• **TEXTO DE LA PÁGINA**:
↓↓↓

Vladimir Nabokov - Lolita

by - octubre 10, 2020


La controversia desatada por esta novela desde su aparición en 1955 dio paso a dos procesos paralelos: el ensombrecimiento de las otras obras de Nabokov y la incorporación cultural de la figura de nínfula. Frente a ambas situaciones, el autor manifestó su parecer, solo que, a diferencia de lo primero, que no revestía para él motivo de molestia, lo segundo se le antojó una degradación cómica e intolerable.

Ciertamente, a la publicación de Lolita siguió una tergiversación que echó al traste el rigor con que Nabokov había elaborado la noción de nínfula, convirtiendo la palabra en epíteto para niñas precoces, modelos y hasta servidoras sexuales. Fueron diversos los modos en que se operó esa desfiguración, pero en la base de todos estuvo el desconocimiento del libro y una equivocación pars pro toto que separó la condición de nínfula de su soporte fundamental: la mirada de Humbert.

En su momento, el mismo Nabokov dejó apuntada esta idea: “Fuera de la mirada maníaca de Humbert no hay nínfula, Lolita existe a través de la obsesión que destruye a Humbert”. Esto significa que entre ambos personajes hay una dependencia: así como no existe nínfula per se, esto es, en ausencia de la mirada particular de Humbert, tampoco esa mirada resulta suficiente para descubrir la nínfula en quien no se ajusta a ciertos rasgos que son propiciatorios.

Se trata de una implicación activa, no del todo consciente, y más fácil de entender en la dirección nínfula-descubridor, ya que las cualidades que cumple Lolita y, por extensión, toda nínfula, pueden rápidamente enumerarse: naturaleza demoníaca, límite temporal –de los 9 a los 14 años-, colindancia de belleza y vulgaridad, carácter excepcional y gracia etérea, evasiva y cambiante. En contraparte, la mirada de Humbert es problemática, en la medida en que deviene de la frustración, se debate entre lo abyecto y lo noble y está en tensión con la legalidad y los tabúes.

El primer elemento se explica porque la nínfula no se impone desde el exterior, sino que surge de una percepción forjada en el interior de quien la descubre; así, la existencia de Lolita, en tanto nínfula, está supeditada al amor frustrado de Humbert por otra niña iniciática: él traslada a Lolita las cualidades de la primera figura en la que las advirtió.

↑↑↑

Una serie de entradas
↓↓↓

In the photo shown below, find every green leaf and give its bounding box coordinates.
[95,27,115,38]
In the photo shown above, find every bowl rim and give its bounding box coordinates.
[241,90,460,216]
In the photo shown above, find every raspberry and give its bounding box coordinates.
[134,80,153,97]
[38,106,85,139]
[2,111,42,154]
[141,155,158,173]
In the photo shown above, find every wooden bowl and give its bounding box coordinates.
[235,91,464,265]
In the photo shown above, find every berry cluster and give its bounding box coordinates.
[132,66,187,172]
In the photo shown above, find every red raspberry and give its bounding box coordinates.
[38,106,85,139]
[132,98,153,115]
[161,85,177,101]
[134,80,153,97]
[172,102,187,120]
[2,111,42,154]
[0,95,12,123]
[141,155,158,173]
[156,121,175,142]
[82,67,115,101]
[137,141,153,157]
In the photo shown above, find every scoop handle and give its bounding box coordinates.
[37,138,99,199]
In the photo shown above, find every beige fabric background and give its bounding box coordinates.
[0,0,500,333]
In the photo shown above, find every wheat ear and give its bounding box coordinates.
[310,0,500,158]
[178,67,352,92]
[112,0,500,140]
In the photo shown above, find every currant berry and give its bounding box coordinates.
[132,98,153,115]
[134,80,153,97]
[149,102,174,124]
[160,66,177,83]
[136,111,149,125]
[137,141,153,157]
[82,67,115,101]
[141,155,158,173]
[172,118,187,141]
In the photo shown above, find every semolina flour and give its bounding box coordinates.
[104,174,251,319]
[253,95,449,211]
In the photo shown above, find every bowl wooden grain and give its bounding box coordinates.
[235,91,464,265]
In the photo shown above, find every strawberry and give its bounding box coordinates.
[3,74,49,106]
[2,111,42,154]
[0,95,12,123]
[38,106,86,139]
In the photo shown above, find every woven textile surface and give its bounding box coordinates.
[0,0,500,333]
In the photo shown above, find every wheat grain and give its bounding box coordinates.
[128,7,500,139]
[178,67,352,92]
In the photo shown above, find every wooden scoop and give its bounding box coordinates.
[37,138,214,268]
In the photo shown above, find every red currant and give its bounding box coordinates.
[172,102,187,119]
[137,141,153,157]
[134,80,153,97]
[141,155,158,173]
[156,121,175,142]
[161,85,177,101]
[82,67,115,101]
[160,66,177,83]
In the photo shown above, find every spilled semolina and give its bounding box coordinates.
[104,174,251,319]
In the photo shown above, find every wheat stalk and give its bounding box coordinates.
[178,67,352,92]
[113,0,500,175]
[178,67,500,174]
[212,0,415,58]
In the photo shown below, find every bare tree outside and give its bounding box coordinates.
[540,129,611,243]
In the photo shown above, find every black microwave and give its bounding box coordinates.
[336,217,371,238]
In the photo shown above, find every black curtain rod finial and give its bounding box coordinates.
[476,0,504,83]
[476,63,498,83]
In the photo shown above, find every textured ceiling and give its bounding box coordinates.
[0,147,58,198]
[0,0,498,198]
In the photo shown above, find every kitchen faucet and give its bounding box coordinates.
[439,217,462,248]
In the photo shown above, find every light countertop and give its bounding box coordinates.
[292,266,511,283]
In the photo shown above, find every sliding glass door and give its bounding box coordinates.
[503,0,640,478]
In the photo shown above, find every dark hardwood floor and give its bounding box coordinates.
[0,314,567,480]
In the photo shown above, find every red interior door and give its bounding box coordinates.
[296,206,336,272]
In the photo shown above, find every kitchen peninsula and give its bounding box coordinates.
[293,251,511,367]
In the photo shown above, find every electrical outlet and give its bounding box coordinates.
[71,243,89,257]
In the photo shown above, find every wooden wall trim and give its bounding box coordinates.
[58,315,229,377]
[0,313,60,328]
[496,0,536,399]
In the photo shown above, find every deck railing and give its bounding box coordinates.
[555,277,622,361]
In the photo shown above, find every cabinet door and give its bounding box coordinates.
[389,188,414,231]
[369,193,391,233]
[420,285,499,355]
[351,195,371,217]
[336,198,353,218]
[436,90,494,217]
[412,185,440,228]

↑↑↑

• **TAREA ASIGNADA 1**:
Traduce al inglés esta oración del texto sobre Lolita: "La controversia desatada por esta novela desde su aparición en 1955 dio paso a dos procesos paralelos: el ensombrecimiento de las otras obras de Nabokov y la incorporación cultural de la figura de nínfula."
• **TAREA ASIGNADA 2**:
Responde con el texto sobre Lolita:
(a) ¿En qué año apareció la novela?
(b) ¿Qué edades marcan el límite temporal de la nínfula?
(c) Según la cita de Nabokov, ¿a través de qué existe Lolita?
• **TAREA ASIGNADA 3**:
Copia, por favor, el pasaje del texto sobre Lolita que va desde "by - octubre" hasta "cómica e intolerable.", con ambos fragmentos incluidos.

• **RESULTADO 1**:
The controversy unleashed by this novel since its appearance in 1955 gave rise to two parallel processes: the overshadowing of Nabokov's other works and the cultural incorporation of the figure of the nymphet.

• **RESULTADO 2**:
(a) En 1955.
(b) De los 9 a los 14 años.
(c) A través de la obsesión que destruye a Humbert.

• **RESULTADO 3**:
by - octubre 10, 2020


La controversia desatada por esta novela desde su aparición en 1955 dio paso a dos procesos paralelos: el ensombrecimiento de las otras obras de Nabokov y la incorporación cultural de la figura de nínfula. Frente a ambas situaciones, el autor manifestó su parecer, solo que, a diferencia de lo primero, que no revestía para él motivo de molestia, lo segundo se le antojó una degradación cómica e intolerable.